Data items:
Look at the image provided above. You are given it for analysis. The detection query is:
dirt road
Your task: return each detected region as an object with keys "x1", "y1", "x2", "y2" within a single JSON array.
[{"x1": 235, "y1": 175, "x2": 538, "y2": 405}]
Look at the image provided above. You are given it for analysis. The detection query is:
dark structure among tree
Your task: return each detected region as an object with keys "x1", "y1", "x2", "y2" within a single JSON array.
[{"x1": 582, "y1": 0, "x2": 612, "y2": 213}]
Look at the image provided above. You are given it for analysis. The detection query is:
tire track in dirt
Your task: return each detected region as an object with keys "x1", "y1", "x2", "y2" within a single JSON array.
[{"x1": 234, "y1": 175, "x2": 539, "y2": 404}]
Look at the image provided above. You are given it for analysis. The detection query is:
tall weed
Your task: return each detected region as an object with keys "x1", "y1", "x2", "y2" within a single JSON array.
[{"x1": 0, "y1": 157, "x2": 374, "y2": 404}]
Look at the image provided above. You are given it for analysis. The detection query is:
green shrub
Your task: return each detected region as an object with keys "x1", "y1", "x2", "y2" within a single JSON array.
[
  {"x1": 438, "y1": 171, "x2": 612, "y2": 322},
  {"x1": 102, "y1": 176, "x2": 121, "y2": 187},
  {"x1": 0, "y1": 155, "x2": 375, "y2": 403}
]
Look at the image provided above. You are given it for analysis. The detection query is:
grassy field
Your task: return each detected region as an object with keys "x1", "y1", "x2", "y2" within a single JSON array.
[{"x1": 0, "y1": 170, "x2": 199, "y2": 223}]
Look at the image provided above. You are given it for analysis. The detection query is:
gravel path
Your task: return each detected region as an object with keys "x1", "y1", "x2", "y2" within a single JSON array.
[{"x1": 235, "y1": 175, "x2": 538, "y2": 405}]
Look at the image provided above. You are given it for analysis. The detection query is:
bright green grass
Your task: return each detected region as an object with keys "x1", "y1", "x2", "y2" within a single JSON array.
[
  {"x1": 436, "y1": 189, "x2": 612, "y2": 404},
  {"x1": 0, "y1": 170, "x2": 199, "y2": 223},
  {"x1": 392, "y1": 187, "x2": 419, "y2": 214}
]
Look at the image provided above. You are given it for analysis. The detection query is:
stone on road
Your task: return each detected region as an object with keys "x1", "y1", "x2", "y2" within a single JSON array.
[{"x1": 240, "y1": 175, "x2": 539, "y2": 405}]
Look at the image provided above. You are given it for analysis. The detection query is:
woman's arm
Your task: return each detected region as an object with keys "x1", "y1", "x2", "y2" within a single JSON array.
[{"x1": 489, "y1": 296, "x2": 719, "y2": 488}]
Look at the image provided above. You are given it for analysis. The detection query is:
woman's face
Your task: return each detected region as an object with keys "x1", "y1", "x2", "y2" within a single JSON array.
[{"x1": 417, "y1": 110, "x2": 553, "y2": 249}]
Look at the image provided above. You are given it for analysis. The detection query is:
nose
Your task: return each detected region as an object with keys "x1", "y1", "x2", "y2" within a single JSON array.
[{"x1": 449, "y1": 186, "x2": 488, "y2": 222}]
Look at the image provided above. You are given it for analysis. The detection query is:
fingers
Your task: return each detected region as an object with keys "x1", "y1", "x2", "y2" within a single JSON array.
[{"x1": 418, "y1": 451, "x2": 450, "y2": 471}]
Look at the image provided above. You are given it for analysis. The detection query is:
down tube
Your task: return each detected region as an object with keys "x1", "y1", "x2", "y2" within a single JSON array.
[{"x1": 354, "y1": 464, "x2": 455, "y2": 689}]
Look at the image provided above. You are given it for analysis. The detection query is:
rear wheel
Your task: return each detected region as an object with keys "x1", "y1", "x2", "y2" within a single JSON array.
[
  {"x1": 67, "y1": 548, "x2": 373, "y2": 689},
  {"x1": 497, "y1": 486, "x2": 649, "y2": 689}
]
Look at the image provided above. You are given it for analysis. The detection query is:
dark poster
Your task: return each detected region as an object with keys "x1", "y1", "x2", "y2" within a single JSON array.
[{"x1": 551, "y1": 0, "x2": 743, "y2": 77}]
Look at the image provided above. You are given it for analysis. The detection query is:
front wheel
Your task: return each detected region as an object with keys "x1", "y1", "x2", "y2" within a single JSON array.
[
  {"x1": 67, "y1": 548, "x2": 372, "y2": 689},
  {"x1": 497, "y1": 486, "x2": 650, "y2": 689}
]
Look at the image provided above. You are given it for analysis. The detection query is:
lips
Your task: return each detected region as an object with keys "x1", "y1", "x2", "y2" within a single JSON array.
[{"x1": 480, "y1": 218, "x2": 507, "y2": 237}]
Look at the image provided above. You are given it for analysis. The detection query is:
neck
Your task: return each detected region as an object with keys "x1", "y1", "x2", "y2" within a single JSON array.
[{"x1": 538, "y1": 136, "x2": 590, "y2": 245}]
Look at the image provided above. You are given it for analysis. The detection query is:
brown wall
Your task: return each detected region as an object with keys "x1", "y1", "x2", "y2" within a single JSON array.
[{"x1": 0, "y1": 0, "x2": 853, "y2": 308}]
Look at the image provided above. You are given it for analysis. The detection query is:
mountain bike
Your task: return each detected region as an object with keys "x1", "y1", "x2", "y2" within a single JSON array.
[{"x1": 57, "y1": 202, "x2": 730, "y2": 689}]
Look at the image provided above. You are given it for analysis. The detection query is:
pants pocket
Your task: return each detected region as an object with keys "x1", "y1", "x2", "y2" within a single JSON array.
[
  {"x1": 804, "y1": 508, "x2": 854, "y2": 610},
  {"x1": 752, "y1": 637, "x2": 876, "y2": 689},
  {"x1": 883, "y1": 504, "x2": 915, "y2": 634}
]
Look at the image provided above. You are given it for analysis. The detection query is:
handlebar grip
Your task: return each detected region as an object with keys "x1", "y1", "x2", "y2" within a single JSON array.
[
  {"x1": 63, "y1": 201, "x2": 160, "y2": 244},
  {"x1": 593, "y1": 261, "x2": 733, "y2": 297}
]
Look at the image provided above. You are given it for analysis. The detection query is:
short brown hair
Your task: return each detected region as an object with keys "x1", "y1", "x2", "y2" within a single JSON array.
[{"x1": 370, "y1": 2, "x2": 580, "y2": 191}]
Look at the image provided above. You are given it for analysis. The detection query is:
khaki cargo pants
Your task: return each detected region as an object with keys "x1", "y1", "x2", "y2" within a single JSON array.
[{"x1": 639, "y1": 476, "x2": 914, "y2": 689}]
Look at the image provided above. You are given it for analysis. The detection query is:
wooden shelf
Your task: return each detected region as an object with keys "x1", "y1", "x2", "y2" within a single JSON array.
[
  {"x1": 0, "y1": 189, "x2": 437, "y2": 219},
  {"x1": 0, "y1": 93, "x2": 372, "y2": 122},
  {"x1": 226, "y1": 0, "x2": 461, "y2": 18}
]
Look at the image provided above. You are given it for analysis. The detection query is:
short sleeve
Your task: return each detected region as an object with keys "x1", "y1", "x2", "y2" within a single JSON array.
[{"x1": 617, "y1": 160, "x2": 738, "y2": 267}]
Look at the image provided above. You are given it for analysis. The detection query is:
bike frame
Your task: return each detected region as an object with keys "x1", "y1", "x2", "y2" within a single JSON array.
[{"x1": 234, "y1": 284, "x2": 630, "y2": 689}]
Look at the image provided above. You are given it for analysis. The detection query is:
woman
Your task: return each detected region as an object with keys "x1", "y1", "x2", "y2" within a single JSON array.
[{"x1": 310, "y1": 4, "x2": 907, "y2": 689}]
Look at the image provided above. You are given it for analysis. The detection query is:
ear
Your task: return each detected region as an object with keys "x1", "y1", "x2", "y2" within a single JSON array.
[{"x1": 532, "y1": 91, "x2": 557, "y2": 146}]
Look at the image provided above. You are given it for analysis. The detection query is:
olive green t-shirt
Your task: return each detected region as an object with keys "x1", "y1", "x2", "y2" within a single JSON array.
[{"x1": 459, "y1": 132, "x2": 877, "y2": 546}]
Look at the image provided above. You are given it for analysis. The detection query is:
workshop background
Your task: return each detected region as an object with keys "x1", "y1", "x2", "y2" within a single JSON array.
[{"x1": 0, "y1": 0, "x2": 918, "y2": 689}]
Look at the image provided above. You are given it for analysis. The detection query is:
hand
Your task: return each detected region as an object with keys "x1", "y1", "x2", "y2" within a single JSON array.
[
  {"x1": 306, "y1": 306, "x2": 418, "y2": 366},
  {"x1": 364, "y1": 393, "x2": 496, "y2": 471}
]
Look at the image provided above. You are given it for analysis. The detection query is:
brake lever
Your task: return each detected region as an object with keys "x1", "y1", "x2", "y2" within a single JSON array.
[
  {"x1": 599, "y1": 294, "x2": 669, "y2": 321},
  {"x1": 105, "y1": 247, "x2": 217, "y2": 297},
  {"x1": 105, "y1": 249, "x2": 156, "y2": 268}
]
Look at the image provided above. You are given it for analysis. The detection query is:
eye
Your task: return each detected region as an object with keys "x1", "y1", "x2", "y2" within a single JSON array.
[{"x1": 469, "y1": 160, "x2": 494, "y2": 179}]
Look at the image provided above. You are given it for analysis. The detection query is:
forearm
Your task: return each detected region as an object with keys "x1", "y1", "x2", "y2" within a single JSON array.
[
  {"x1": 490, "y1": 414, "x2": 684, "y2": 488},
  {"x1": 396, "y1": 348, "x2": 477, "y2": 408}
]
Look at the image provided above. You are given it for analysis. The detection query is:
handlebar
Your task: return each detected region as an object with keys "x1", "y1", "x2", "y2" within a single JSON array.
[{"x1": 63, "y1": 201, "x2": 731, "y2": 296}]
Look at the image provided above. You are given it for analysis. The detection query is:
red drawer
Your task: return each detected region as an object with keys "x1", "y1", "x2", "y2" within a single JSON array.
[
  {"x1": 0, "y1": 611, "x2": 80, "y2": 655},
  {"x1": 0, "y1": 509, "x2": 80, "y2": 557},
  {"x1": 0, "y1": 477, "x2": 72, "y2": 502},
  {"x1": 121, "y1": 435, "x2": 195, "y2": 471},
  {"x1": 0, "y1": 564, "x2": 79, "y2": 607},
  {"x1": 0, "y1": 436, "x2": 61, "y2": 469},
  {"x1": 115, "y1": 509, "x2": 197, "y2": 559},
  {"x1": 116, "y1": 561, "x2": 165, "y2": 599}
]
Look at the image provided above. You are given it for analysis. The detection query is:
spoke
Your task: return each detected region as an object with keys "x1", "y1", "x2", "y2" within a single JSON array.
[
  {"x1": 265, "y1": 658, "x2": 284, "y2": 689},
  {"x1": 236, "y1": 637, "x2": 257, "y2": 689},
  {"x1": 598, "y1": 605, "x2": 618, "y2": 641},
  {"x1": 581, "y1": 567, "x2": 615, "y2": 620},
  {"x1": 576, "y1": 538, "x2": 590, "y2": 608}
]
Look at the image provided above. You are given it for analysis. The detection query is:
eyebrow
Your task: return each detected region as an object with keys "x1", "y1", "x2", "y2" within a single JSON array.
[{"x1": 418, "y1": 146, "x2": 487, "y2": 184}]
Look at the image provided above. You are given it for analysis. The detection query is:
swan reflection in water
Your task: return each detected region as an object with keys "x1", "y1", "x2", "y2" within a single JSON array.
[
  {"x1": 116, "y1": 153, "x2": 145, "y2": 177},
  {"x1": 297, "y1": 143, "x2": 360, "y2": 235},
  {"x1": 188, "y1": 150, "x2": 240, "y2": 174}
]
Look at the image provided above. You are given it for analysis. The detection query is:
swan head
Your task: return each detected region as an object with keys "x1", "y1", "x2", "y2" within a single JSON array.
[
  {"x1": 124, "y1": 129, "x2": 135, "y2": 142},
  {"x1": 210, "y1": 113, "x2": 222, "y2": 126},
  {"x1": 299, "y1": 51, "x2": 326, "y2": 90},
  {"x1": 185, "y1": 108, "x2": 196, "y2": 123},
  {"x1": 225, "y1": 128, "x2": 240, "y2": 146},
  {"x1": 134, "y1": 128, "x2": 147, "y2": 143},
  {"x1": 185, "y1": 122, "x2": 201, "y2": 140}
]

What is needed: Please gather every line from the entries above that contains the word "dark" and copy each one out. Count a line only if the letters match in case.

Task output:
dark structure among tree
dark poster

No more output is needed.